Conjunto de tarefas:
[a] Em que ano e em que lugar foi o primeiro trabalho como consultor, segundo o trecho fornecido?
[b] Por favor, repita sem alterações uma parte do trecho fornecido: comece nas palavras que contêm "Quando se formou, no" e pare depois de "contato com fornecedores.".

Quando se formou, no entanto, já sabia que não queria ter seu próprio restaurante, e se tornou consultor. “Acho que é o pensamento de 95% de quem faz gastronomia, mas hoje me último pensamento é ter um restaurante”, afirma. “Porque eu atendo consultoria e sei o quão difícil é a conta fechar, lidar com mão de obra, fornecedor, imposto... eu sei como é a real”.

O primeiro trabalho como consultor foi assim que se formou, em 2014, no bar do Azeitona. Na época, criou pratos adaptando a cozinha dos turistas que vinham para ver os jogos da Copa em Cuiabá com ingredientes locais. Depois de lá, passou também pelo Duca’s, Sagrado Sal, Bendito, Sebrae, dentre outros, fazendo trabalhos como readequação cardápio, estoque, treinamento de equipe, criação de pratos, desenho de cozinha e contato com fornecedores.

Material fornecido:
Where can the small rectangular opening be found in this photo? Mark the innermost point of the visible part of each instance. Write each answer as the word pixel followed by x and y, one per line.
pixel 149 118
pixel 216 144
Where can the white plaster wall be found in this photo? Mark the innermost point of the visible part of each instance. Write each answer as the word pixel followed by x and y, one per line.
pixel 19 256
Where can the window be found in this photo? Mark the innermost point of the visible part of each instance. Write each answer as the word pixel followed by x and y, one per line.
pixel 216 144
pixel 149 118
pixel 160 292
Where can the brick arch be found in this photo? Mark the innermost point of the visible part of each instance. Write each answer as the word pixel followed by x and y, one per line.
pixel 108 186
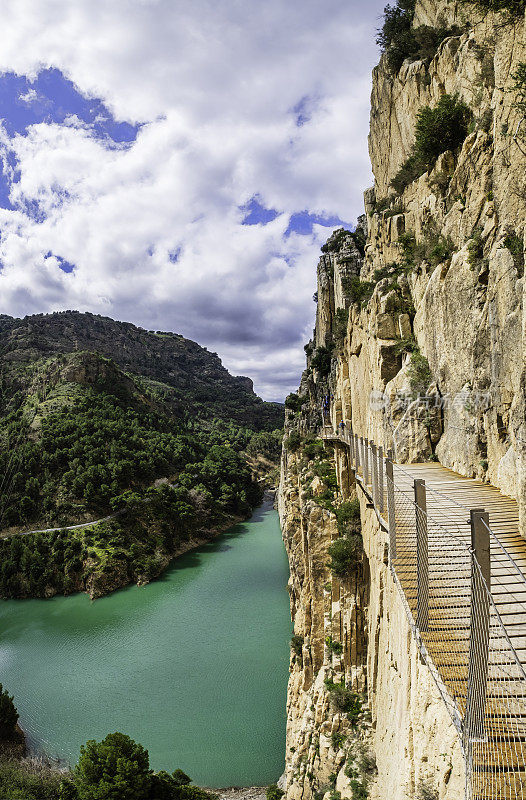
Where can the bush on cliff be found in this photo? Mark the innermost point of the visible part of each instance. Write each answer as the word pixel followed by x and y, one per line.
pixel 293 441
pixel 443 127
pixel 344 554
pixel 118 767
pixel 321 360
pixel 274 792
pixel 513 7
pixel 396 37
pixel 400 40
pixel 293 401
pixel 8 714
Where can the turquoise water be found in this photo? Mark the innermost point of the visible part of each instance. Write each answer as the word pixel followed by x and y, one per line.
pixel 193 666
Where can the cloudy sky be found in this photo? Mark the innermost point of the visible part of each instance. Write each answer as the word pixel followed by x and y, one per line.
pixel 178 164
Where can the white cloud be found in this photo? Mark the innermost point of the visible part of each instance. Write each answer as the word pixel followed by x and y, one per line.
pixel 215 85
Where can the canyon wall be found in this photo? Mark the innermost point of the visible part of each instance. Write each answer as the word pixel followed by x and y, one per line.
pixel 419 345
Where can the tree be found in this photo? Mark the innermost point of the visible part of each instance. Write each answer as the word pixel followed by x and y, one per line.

...

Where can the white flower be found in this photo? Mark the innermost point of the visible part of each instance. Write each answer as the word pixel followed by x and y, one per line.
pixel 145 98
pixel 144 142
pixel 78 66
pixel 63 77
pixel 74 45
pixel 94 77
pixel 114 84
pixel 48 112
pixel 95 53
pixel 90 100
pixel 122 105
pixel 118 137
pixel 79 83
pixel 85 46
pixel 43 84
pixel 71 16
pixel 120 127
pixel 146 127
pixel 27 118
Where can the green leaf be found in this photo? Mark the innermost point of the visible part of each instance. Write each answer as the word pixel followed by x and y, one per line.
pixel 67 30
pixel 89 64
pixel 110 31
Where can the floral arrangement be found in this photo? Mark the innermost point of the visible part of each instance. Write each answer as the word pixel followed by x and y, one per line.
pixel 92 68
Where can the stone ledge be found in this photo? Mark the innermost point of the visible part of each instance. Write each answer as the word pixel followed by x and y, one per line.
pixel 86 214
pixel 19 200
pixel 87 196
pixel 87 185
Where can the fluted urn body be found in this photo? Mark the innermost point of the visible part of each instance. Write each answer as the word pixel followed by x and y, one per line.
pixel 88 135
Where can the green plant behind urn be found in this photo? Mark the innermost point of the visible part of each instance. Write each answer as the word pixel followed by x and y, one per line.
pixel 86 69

Lista de respostas:
[a] Em 2014, no bar do Azeitona.

[b]
Quando se formou, no entanto, já sabia que não queria ter seu próprio restaurante, e se tornou consultor. “Acho que é o pensamento de 95% de quem faz gastronomia, mas hoje me último pensamento é ter um restaurante”, afirma. “Porque eu atendo consultoria e sei o quão difícil é a conta fechar, lidar com mão de obra, fornecedor, imposto... eu sei como é a real”.

O primeiro trabalho como consultor foi assim que se formou, em 2014, no bar do Azeitona. Na época, criou pratos adaptando a cozinha dos turistas que vinham para ver os jogos da Copa em Cuiabá com ingredientes locais. Depois de lá, passou também pelo Duca’s, Sagrado Sal, Bendito, Sebrae, dentre outros, fazendo trabalhos como readequação cardápio, estoque, treinamento de equipe, criação de pratos, desenho de cozinha e contato com fornecedores.